▸ **BRANO PROPOSTO**
_ _ _ _ _ _ _

Lì si impose subito per la sua effervescenza e freschezza intellettuale, per il coraggio che lo accompagnava nella sua vita segnata dall’handicap che, tuttavia, visse con sarcasmo, con ironia, senza limitazioni.

Giocava regolarmente a pallone a Piazza Cappello, il suo quartiere, e non era difficile vederlo in porta senza stampelle, quasi mai lo si vedeva in carrozzella, nonostante il grado di gravità della poliomelite fosse molto alto. Non si arrese. Il fisico era si segnato dall’handicap, ma il cervello era indenne e quel cervello non smise mai di funzionare e gli permise di divenire uno dei più affermati e competenti esperti di finanza e politica economica.

_ _ _ _ _ _ _

▸ **COMPITI DELL'ESERCIZIO**
A - Trascrivi fedelmente il tratto del brano proposto che va da "Lì si impose" fino a "ironia, senza limitazioni.".
B - Prosegui il brano sulla vita segnata dalla poliomielite, riprendendo subito dopo la sua ultima frase.

[Righe memorizzate]
_ _ _ _ _ _ _

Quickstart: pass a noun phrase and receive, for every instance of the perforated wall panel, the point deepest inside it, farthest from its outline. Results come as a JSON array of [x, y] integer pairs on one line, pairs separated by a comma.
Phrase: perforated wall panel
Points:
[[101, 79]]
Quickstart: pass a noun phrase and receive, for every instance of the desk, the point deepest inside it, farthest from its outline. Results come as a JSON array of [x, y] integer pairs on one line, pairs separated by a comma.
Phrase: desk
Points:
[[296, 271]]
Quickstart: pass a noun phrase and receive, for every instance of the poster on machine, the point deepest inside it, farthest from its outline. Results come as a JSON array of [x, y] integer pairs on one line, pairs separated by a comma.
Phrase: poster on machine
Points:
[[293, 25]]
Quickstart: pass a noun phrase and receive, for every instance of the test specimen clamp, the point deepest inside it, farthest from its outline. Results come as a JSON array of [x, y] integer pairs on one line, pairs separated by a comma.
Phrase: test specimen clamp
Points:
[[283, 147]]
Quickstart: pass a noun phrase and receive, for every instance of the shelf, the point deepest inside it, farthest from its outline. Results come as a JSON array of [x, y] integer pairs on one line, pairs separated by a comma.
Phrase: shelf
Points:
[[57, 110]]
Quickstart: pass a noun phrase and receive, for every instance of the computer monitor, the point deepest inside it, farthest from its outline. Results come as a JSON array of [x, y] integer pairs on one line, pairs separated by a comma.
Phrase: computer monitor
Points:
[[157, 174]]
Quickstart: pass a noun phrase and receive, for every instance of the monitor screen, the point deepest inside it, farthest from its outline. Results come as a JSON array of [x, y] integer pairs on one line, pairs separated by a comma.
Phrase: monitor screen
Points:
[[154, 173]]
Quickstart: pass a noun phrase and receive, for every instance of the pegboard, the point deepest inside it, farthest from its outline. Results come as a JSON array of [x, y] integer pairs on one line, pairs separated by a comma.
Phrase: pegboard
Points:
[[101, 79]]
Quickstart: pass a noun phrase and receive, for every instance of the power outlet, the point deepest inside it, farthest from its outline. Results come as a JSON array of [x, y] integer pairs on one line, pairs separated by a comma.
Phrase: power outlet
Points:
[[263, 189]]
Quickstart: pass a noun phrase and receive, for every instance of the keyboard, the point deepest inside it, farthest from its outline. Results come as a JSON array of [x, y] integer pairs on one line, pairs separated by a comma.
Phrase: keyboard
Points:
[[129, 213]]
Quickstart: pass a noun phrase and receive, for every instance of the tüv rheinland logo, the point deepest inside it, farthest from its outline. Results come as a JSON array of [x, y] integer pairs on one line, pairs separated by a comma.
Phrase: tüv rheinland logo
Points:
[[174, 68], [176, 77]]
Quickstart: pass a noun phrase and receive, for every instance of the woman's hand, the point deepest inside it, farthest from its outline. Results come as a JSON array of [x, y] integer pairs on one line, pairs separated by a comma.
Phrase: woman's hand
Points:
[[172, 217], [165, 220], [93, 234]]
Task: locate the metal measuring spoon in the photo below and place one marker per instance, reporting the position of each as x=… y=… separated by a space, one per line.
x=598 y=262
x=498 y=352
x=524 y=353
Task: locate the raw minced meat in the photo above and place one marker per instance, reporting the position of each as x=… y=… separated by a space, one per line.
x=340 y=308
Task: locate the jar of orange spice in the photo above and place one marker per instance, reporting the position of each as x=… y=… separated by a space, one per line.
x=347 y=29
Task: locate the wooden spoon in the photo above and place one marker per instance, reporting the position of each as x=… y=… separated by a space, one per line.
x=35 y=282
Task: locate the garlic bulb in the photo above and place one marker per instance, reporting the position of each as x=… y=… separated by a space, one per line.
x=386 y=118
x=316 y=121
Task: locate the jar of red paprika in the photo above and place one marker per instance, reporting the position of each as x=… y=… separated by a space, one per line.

_ _ _ _ _ _ _

▸ **RISPOSTE AI COMPITI**
A -
Lì si impose subito per la sua effervescenza e freschezza intellettuale, per il coraggio che lo accompagnava nella sua vita segnata dall’handicap che, tuttavia, visse con sarcasmo, con ironia, senza limitazioni.

B -
A Bologna quel giovane curvo, reattivo, “’ncazzusu”, attirò le attenzioni del mondo accademico ed anche della politica. Franco Piro fu sempre di sinistra, sempre. Scelse Potere Operaio e le lotte studentesche e non era raro vederlo negli scontri anche fisici con la polizia ed i fascisti bolognesi. Agitava le stampelle, si muoveva con scatto felino, lui che era “storpio”, che aveva perennemente dolore fisico.

Poi l’incontro con il Socialismo bolognese, con Pietro Nenni, con l’ombra di Giacomo Mancini che lo accompagnava protettivo e gaudente. Mancini era innamorato di quel cosentino schietto, colto, temerario. Piro era una fonte inesauribile di conoscenze, di entrature in quel mondo controverso al quale sempre Giacomo Mancini rivolse le sue attenzioni, desideroso di capire cosa agitava il mondo giovanile del dissenso.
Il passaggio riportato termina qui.